***** SOURCE EXTRACT *****

Anthem and MCHO sell policies both through Healthcare.gov and outside of the federal marketplace, through insurance brokers and directly to consumers. Their proposed rate changes, which would take effect Jan. 1, 2015, reflect plans sold on and off the marketplace.
Aetna plans to sell individual policies off the marketplace, but may join Healthcare.gov in 2016, said Maine Insurance Superintendent Eric Cioppa, addressing the state’s health exchange advisory committee Tuesday.
Mega Life, a health insurer that served as Anthem’s main competitor before MCHO’s establishment, will withdraw from Maine’s individual market, Cioppa said.
Insurers had to meet a May 30 state deadline to file their proposed rates for 2015. The bureau cautioned that its review has just begun, and that the preliminary rate analysis released Tuesday remains subject to change. Regulators still must approve the rates, a process that could stretch into July or August.
Details about the health insurance plans, including benefits and out-of-pocket costs, won’t become public until regulators issue final approval.
Cioppa described the proposed average rate increases as a “pretty narrow, small range.”
In some states, including Connecticut and Arizona, insurers are seeking average rate increases of more than 10 percent. Many other states have seen more modest proposed increases and in some cases, falling rates.
Advocates of the health reform law have pointed out that health insurance premiums routinely increase every year, beginning long before the Affordable Care Act passed in 2010.
“While the numbers released [Tuesday] are preliminary, they put to bed the lies being spread by the law’s opponents of double digit increases,” Mitchell Stein, a health policy consultant and member of the state health exchange advisory committee, wrote in an email Tuesday. “These rate filings show that the law is helping to moderate the unsustainable increases we used to see.”

***** RECORD EXTRACTS *****

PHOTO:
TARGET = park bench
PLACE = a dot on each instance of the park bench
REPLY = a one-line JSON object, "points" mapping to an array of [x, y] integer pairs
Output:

*****
***** RECORD EXTRACTS *****

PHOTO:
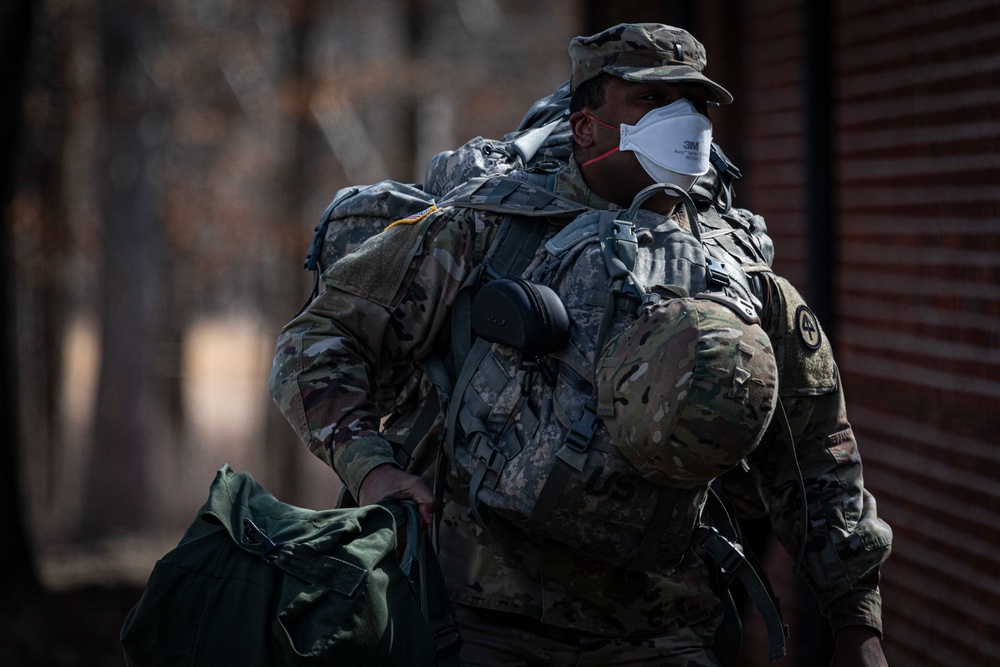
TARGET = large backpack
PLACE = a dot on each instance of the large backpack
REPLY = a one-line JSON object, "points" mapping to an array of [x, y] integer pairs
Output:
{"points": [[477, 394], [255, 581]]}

*****
***** RECORD EXTRACTS *****

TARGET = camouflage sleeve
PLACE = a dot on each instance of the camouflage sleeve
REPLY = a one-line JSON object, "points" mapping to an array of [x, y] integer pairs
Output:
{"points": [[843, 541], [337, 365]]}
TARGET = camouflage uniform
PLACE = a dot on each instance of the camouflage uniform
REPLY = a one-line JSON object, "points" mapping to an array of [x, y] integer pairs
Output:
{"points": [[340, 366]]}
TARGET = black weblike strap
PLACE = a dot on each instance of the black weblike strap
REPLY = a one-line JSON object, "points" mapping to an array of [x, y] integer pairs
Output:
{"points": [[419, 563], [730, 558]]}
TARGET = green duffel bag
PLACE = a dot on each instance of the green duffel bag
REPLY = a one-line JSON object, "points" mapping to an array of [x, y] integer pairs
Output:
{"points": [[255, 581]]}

*****

TASK LIST
1 – Answer these questions using the article on proposed 2015 health insurance rates in Maine.
(a) By what date did insurers have to file their proposed rates for 2015?
(b) Which insurer will withdraw from Maine's individual market?
(c) In what year did the Affordable Care Act pass?
2 – Copy everything in the article on Maine health insurance rates from "Anthem and MCHO" down to "advisory committee Tuesday.", replacing "Healthcare.gov" with "the federal exchange website" wherever it occurs.
3 – Write the next part of the article on proposed 2015 health insurance rates in Maine, picking up after its last sentence.

ANSWERS GIVEN
1 –
(a) May 30
(b) Mega Life
(c) 2010

2 –
Anthem and MCHO sell policies both through the federal exchange website and outside of the federal marketplace, through insurance brokers and directly to consumers. Their proposed rate changes, which would take effect Jan. 1, 2015, reflect plans sold on and off the marketplace.
Aetna plans to sell individual policies off the marketplace, but may join the federal exchange website in 2016, said Maine Insurance Superintendent Eric Cioppa, addressing the state’s health exchange advisory committee Tuesday.

3 –
Rep. Michael McLellan, a Raymond Republican who also serves on the panel, credited the modest rate increases to PL 90, a 2011 state health reform law championed by his party that allowed consumers to buy health insurance across state lines, among other provisions.
“It’s a low rate increase, and I guess I’d attribute it as much to the PL 90 work as anything,” he said.
The proposed rates released Tuesday also included plans sold solely off the exchange, as well as policies for Maine small businesses. The small group changes ranged from a decrease of 10 percent for MCHO to an increase of 7.8 percent for an Aetna plan. Historically, those rates have risen by double digits each year.
While the proposed rates shed light on insurers’ expectations for 2015, they’re not necessarily a reliable reflection of the health of new enrollees, said Joe Ditre of Consumers for Affordable Health Care, an Augusta-based advocacy group.
Insurers typically set rates based on how much they expect to spend to cover their beneficiaries’ claims. But Maine insurance companies had to file their proposed rates for 2015 just months after enrolling a largely new population of beneficiaries under the Affordable Care Act. Some of those enrollees applied just weeks ago, at the end of the open enrollment period in April.
Insurers are still getting a handle on those individuals’ health needs, setting premiums for next year with less information than they’d typically have. Insurers want to keep rates low enough to attract and keep customers but high enough to cover the cost of providing benefits.
“I think it’s a little early to tell what the risk over a full year is going to be,” Ditre said. “Hopefully they got the right mix of healthy [enrollees] and people who are going to file claims to make these projections work.”